**What to do:** Write out each line of the listing as it stands, without the images.

[start of Excerpted records]

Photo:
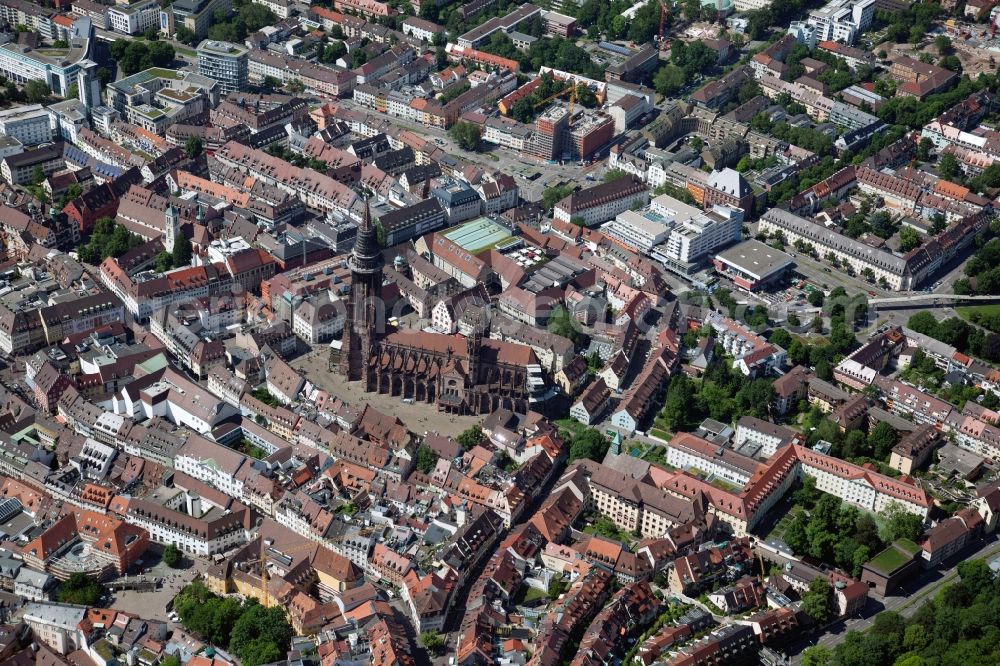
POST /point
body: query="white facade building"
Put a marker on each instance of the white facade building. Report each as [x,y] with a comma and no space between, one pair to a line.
[842,20]
[135,18]
[28,124]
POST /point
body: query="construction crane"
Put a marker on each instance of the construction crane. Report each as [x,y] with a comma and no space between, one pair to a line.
[664,10]
[552,97]
[263,559]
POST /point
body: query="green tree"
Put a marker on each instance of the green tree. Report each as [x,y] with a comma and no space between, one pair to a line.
[881,440]
[908,239]
[669,79]
[466,134]
[257,624]
[817,655]
[561,322]
[816,600]
[161,54]
[257,16]
[948,167]
[470,437]
[677,414]
[36,91]
[185,35]
[898,523]
[589,443]
[433,642]
[182,251]
[172,556]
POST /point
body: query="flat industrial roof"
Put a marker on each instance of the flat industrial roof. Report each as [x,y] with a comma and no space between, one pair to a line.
[479,234]
[755,259]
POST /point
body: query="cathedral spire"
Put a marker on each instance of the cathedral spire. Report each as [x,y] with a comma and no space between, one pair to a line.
[366,257]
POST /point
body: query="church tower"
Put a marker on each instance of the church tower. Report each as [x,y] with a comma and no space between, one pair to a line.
[172,228]
[363,322]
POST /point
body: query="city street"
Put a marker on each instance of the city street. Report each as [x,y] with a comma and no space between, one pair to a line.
[906,601]
[153,604]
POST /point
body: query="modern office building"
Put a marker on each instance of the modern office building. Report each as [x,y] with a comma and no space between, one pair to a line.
[57,67]
[196,15]
[156,98]
[842,20]
[135,18]
[226,63]
[28,124]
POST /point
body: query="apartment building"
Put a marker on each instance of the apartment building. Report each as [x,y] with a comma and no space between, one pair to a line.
[196,15]
[35,17]
[842,20]
[29,124]
[156,98]
[135,18]
[316,190]
[602,202]
[763,438]
[685,451]
[226,63]
[19,169]
[896,271]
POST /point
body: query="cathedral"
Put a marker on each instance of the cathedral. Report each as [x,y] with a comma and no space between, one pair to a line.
[461,375]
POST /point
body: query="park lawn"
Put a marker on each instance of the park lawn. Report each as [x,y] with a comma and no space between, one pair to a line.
[662,434]
[778,531]
[891,558]
[966,311]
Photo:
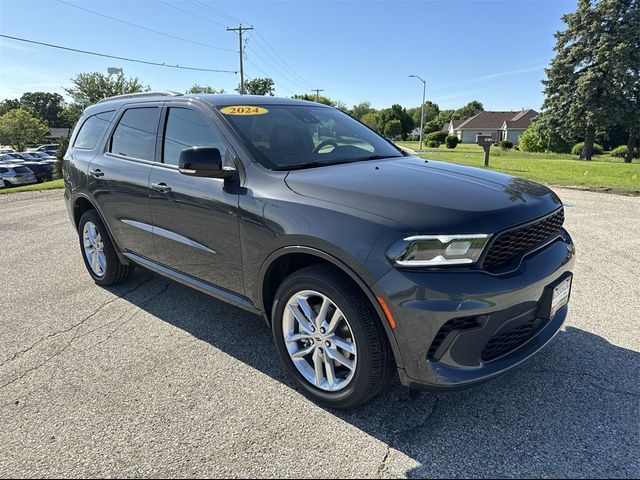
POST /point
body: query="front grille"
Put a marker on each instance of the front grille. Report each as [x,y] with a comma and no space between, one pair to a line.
[509,244]
[505,342]
[462,323]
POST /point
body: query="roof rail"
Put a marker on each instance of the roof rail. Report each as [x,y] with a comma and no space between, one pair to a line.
[161,93]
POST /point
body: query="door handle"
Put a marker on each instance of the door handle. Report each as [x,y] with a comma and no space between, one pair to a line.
[161,187]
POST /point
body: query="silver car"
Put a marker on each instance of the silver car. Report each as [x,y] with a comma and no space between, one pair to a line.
[12,175]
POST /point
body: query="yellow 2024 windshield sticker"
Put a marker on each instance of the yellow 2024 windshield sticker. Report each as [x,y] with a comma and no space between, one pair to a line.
[244,110]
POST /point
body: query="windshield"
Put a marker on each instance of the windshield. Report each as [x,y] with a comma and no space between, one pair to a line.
[286,137]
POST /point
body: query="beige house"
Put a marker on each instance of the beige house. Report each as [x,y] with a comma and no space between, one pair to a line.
[500,125]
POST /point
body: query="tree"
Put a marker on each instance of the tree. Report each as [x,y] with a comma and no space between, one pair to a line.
[95,86]
[204,89]
[359,110]
[469,110]
[47,106]
[19,127]
[584,92]
[70,115]
[258,86]
[392,128]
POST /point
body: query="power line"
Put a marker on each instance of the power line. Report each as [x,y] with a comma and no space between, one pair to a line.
[146,28]
[283,63]
[218,12]
[97,54]
[289,79]
[191,13]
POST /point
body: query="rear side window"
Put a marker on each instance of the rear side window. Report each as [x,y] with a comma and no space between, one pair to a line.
[92,130]
[135,135]
[187,128]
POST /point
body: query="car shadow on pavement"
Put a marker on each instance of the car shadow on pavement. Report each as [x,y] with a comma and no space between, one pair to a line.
[571,411]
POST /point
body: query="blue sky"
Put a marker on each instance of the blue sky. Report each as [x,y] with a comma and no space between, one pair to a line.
[492,51]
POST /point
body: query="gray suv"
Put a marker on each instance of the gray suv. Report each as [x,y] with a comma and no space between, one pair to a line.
[364,261]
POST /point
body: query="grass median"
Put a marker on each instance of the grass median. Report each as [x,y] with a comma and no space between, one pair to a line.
[50,185]
[603,173]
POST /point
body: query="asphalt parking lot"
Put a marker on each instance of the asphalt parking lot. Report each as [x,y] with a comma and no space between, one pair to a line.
[151,378]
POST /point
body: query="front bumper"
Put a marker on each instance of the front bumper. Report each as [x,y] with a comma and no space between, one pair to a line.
[458,327]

[end of Excerpted records]

**Exercise response:**
Photo:
POST /point
body: query="white facade building"
Put a marker on each instance of the white facade building. Report each as [x,y] with a comma and no space between, one pair to a line.
[842,20]
[135,18]
[28,124]
POST /point
body: query="construction crane"
Put a marker on each instance of the construction crane. Report each as [x,y] with a comma and no space between, one pair to a line.
[664,10]
[552,97]
[263,559]
POST /point
body: query="green tree"
Put a marker on each instance of the green tree. Report each as [x,y] with a comma and no space between, one pair to a line.
[881,440]
[908,239]
[669,79]
[466,134]
[257,624]
[817,655]
[561,322]
[816,600]
[161,54]
[257,16]
[948,167]
[470,437]
[677,414]
[36,91]
[185,35]
[898,523]
[589,443]
[433,642]
[182,251]
[172,556]
POST /point
body: query="flat industrial roof"
Put a marker on each instance of the flat industrial roof. Report each as [x,y] with a comma and no space between, one pair to a line.
[479,234]
[755,259]
POST /point
body: query="cathedral spire"
Put a marker on each instance of the cathedral spire. Report each as [x,y] with a comma and no space between, one pair to a line.
[366,257]
POST /point
body: query="church tower"
Put a marker on each instance of the church tower. Report each as [x,y] with a comma and no space between, one pair to a line.
[172,228]
[363,322]
POST /point
body: query="city street"
Put a marker on each instance of the city street. Report each as [x,y] with a comma and no space between, one pair to a line.
[906,601]
[153,604]
POST /point
body: query="modern office building"
Put a marker on each instance of the modern office building. Report each as [x,y] with a comma and no space between, one pair to a line.
[57,67]
[196,15]
[156,98]
[842,20]
[135,18]
[226,63]
[28,124]
POST /point
body: query="apartment building"
Put a marker on each instance of the apartment building. Report each as [x,y] with a comma and no space between, one pair to a line.
[196,15]
[35,17]
[842,20]
[29,124]
[156,98]
[135,18]
[316,190]
[602,202]
[763,438]
[685,451]
[226,63]
[19,169]
[896,271]
POST /point
body: query="cathedral"
Put a marker on each instance of the cathedral. Report each as [x,y] with a comma and no space between, one pair to a line.
[461,375]
POST /point
body: query="park lawn"
Put a marker on each instance of the park lawn. Report each as [x,y] with a comma and no space between, one pair to a line.
[662,434]
[778,531]
[891,558]
[966,311]
Photo:
POST /point
body: query="front grille"
Put a marker on each instance of the front grille. Report each as [x,y] with a comma and no space between, one pair to a line.
[509,244]
[505,342]
[462,323]
POST /point
body: query="roof rail"
Put a marker on each instance of the roof rail. Report each as [x,y] with a comma and no space between, one pair to a line.
[161,93]
POST /point
body: query="door handle"
Put a marker on each instance of the door handle. Report each as [x,y] with a comma and no space between, one pair to a line.
[161,187]
POST /point
body: query="silver car"
Put a marker on each instance of the silver car. Report each as [x,y] with a comma and no space between, one pair to a line.
[12,175]
POST /point
body: query="yellow 2024 windshield sticker"
Put a marker on each instance of the yellow 2024 windshield sticker. Report each as [x,y] with a comma and no space between, one pair to a line.
[244,110]
POST /point
body: query="windshield"
Put a marker on each instance of the windshield. Report each as [x,y] with a comma and no space between, one pair to a line.
[286,137]
POST /point
body: query="beige house"
Put a marker on each instance of the beige house. Report each as [x,y] with a comma and no space between, one pair to a line.
[500,125]
POST /point
body: query="tree"
Put a marker on each instance of the tree. Report each as [x,y] with a comma and no space between, one pair to a line.
[95,86]
[204,89]
[359,110]
[469,110]
[47,106]
[19,127]
[584,92]
[70,115]
[258,86]
[392,128]
POST /point
body: query="power line"
Put a marker on each instance of the power line. Report each as [x,y] with a comma and no space between, one pair to a line.
[146,28]
[283,63]
[218,12]
[97,54]
[289,79]
[191,13]
POST /point
body: query="rear side window"
Put a marker on each instance of the rear side window. Report each as [x,y] with a comma and no space between, one pair to a line.
[92,130]
[135,135]
[187,128]
POST /point
body: query="car shadow on pavement"
Put a marker on each instance of the car shadow on pavement. Report each as [x,y] with a comma and no space between, one pair to a line.
[571,411]
POST /point
body: query="blue sky"
Put a marker on each instance of the blue sky. Report each as [x,y] with a comma and no space between, one pair to a line.
[492,51]
POST /point
body: query="gray suv"
Put a marker on each instance of the gray suv. Report each as [x,y] with a comma and no space between, one pair to a line.
[364,261]
POST /point
body: query="grass median"
Put a marker on each instance of the grass median. Report each as [x,y] with a comma and no space between, one pair to a line.
[50,185]
[603,173]
POST /point
body: query="asphalt parking lot"
Put a marker on each instance of the asphalt parking lot. Report each as [x,y] with a comma and no space between, one pair to a line.
[151,378]
POST /point
body: query="front bumper"
Put a marker on each instance of the front bumper. Report each as [x,y] with a comma and no space between, one pair to a line.
[458,327]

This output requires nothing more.